» PROBLEM
Rewrite the records below as a two-column CSV with the headers text and answer, starting at the line that contains "of the calm" and ending at the line that contains "x=23, y=363", both lines included. Give one row per record, put each field in double quotes, and replace every line break inside a field with a space.

» EXERCISE INPUT

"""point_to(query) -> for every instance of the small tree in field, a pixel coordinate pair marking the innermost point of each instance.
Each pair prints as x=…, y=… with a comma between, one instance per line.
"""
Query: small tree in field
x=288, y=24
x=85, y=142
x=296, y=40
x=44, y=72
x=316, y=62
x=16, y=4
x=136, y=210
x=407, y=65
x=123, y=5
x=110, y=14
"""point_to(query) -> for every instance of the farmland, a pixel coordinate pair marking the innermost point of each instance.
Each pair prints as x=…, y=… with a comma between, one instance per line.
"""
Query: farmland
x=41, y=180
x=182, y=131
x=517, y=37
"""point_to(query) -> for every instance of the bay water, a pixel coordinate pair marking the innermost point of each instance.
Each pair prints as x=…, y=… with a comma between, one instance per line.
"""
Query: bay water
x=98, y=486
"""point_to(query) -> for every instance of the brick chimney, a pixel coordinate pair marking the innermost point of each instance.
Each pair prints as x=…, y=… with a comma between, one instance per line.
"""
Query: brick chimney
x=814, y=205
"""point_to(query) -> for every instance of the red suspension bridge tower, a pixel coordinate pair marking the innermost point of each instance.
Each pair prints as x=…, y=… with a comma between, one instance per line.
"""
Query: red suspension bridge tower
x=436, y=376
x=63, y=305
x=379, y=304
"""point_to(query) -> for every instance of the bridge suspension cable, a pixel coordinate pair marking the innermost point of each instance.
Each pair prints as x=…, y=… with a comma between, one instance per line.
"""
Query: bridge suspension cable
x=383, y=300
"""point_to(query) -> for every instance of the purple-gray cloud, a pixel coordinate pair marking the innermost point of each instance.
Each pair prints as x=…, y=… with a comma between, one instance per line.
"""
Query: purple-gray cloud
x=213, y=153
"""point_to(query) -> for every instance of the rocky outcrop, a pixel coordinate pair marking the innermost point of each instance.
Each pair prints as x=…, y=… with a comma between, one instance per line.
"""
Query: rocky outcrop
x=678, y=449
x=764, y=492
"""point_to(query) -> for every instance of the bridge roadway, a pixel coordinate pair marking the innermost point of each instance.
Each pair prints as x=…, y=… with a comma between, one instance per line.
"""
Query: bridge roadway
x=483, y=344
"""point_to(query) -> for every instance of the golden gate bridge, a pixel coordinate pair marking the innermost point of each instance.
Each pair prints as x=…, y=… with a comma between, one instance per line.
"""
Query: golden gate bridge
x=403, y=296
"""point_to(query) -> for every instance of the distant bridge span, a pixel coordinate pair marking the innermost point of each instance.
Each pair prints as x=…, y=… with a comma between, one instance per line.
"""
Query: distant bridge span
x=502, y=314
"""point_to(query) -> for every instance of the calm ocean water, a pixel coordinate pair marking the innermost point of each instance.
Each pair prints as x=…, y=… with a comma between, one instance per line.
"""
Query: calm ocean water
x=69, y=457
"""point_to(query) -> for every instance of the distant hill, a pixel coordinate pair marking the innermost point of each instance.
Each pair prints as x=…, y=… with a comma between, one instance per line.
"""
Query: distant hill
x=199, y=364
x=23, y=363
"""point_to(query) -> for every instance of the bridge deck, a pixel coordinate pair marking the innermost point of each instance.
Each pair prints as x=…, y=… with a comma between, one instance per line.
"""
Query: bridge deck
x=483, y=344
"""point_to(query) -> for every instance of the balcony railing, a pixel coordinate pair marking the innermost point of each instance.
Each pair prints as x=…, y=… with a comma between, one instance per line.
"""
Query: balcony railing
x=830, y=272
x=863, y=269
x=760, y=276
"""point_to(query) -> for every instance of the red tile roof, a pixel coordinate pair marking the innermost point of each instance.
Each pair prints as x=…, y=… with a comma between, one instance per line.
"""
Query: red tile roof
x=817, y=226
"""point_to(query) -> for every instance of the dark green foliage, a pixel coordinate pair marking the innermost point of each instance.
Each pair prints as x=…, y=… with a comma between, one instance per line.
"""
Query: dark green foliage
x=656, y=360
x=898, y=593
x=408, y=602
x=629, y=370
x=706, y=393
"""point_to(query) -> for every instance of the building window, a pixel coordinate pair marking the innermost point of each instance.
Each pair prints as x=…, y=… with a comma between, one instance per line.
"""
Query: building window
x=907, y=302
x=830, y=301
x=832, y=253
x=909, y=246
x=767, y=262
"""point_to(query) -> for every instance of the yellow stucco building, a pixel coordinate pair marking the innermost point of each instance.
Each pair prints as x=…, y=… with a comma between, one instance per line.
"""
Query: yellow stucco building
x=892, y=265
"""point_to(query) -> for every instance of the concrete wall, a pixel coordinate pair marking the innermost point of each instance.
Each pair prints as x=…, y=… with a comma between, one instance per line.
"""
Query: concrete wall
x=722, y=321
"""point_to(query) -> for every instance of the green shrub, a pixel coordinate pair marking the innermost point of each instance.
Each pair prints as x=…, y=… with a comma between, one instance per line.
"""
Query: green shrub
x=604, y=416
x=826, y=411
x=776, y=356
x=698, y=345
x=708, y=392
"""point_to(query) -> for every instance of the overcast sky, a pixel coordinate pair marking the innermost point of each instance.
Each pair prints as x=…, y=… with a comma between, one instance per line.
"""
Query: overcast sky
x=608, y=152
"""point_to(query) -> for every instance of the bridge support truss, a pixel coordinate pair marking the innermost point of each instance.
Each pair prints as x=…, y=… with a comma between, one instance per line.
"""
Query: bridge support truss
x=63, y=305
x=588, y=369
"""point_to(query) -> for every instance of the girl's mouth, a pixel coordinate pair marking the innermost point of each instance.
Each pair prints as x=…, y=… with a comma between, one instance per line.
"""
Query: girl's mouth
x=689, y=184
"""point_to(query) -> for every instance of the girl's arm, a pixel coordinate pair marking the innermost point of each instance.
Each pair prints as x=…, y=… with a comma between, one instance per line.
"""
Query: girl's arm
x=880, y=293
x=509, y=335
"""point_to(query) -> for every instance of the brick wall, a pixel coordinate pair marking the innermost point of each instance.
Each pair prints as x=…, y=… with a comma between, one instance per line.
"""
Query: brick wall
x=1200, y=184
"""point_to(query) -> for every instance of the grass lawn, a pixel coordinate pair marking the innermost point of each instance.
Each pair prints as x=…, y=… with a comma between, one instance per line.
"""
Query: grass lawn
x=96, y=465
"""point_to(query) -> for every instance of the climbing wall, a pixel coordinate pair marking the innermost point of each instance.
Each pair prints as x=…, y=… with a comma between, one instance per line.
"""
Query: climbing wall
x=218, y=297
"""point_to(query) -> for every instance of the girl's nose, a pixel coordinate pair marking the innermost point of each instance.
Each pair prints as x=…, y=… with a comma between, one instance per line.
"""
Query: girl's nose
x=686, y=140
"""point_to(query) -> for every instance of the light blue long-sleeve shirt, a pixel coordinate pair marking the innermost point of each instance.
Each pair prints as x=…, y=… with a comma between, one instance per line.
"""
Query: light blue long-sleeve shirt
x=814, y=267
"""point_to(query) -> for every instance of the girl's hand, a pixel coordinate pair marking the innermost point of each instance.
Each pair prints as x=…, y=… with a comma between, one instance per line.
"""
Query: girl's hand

» WRITTEN RESPONSE
text,answer
"""""""point_to(query) -> for every instance of the calm ocean water, a pixel coordinate pair marking the innermost point of each instance. Each pair prints as x=…, y=… with a comma between, one instance per line. """""" Query: calm ocean water","x=69, y=457"
"""""""point_to(query) -> for every instance of the distant hill, a pixel coordinate pair marking the innermost point of each instance. Each pair prints as x=…, y=… with a comma between, one instance per line. """""" Query: distant hill","x=199, y=364 x=23, y=363"